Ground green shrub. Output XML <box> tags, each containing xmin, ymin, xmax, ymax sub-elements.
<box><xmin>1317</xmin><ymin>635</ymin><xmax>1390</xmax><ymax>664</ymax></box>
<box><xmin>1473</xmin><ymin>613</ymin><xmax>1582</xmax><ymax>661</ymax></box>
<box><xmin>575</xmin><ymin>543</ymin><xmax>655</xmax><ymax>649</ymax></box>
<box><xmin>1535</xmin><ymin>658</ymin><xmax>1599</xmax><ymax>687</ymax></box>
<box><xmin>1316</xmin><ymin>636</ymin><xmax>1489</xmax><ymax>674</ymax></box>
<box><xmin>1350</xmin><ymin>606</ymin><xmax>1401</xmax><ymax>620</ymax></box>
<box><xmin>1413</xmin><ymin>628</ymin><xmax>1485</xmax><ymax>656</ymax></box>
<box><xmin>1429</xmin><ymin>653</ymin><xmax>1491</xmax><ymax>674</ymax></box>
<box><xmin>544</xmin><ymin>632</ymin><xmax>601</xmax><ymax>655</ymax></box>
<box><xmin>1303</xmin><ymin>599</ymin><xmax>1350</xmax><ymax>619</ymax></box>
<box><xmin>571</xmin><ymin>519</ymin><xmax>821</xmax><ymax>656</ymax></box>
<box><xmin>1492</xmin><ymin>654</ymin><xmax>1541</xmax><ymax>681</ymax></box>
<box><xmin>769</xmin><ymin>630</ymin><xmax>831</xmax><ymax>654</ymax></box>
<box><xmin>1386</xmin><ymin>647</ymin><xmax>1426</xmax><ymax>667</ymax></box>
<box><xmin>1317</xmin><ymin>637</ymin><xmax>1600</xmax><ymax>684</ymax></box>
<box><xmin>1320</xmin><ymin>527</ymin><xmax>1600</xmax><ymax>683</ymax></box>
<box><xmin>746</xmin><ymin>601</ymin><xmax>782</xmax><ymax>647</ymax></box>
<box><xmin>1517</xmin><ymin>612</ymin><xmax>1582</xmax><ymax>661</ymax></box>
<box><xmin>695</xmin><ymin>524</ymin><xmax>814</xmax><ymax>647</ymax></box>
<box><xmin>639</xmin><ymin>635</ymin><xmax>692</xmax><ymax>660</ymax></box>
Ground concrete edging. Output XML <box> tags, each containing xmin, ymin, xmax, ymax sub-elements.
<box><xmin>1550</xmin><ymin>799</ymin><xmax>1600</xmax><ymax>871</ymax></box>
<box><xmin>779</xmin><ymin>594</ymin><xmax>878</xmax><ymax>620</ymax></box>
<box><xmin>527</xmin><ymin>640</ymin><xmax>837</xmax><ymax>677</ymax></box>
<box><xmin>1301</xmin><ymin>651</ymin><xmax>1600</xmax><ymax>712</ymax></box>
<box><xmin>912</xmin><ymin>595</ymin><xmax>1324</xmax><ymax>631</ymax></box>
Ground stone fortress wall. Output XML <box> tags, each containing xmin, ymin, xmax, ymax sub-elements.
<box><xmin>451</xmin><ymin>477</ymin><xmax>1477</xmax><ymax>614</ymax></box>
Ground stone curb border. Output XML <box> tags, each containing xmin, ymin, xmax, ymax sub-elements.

━━━━

Transcribe the entries above so that nothing in them differs from the original.

#### Answer space
Ground green shrub. Output XML <box> tags, each containing xmin, ymin, xmax, ymax sub-elements.
<box><xmin>1317</xmin><ymin>635</ymin><xmax>1390</xmax><ymax>664</ymax></box>
<box><xmin>1473</xmin><ymin>613</ymin><xmax>1582</xmax><ymax>661</ymax></box>
<box><xmin>575</xmin><ymin>543</ymin><xmax>655</xmax><ymax>649</ymax></box>
<box><xmin>1535</xmin><ymin>658</ymin><xmax>1599</xmax><ymax>687</ymax></box>
<box><xmin>1316</xmin><ymin>636</ymin><xmax>1489</xmax><ymax>674</ymax></box>
<box><xmin>1350</xmin><ymin>606</ymin><xmax>1401</xmax><ymax>620</ymax></box>
<box><xmin>1413</xmin><ymin>628</ymin><xmax>1485</xmax><ymax>656</ymax></box>
<box><xmin>1429</xmin><ymin>653</ymin><xmax>1491</xmax><ymax>674</ymax></box>
<box><xmin>544</xmin><ymin>632</ymin><xmax>601</xmax><ymax>655</ymax></box>
<box><xmin>1303</xmin><ymin>599</ymin><xmax>1350</xmax><ymax>619</ymax></box>
<box><xmin>571</xmin><ymin>519</ymin><xmax>821</xmax><ymax>656</ymax></box>
<box><xmin>1492</xmin><ymin>654</ymin><xmax>1541</xmax><ymax>681</ymax></box>
<box><xmin>769</xmin><ymin>630</ymin><xmax>831</xmax><ymax>654</ymax></box>
<box><xmin>1386</xmin><ymin>647</ymin><xmax>1426</xmax><ymax>667</ymax></box>
<box><xmin>1317</xmin><ymin>637</ymin><xmax>1600</xmax><ymax>684</ymax></box>
<box><xmin>1320</xmin><ymin>527</ymin><xmax>1600</xmax><ymax>683</ymax></box>
<box><xmin>746</xmin><ymin>601</ymin><xmax>782</xmax><ymax>647</ymax></box>
<box><xmin>1517</xmin><ymin>612</ymin><xmax>1582</xmax><ymax>661</ymax></box>
<box><xmin>695</xmin><ymin>524</ymin><xmax>814</xmax><ymax>647</ymax></box>
<box><xmin>639</xmin><ymin>635</ymin><xmax>692</xmax><ymax>660</ymax></box>
Ground concrete edging. Output XML <box> tags, each containing xmin, ymin, xmax, ymax sub-elements.
<box><xmin>1550</xmin><ymin>799</ymin><xmax>1600</xmax><ymax>871</ymax></box>
<box><xmin>779</xmin><ymin>594</ymin><xmax>878</xmax><ymax>620</ymax></box>
<box><xmin>527</xmin><ymin>640</ymin><xmax>837</xmax><ymax>677</ymax></box>
<box><xmin>1301</xmin><ymin>651</ymin><xmax>1600</xmax><ymax>712</ymax></box>
<box><xmin>912</xmin><ymin>595</ymin><xmax>1324</xmax><ymax>631</ymax></box>
Ground stone fortress wall. Output XML <box> tags, each containing xmin, ymin, xmax, ymax sub-elements.
<box><xmin>451</xmin><ymin>477</ymin><xmax>1477</xmax><ymax>614</ymax></box>
Ground stone curb border. Output XML <box> tags, each containing xmin, ymin, xmax, ymax sub-elements.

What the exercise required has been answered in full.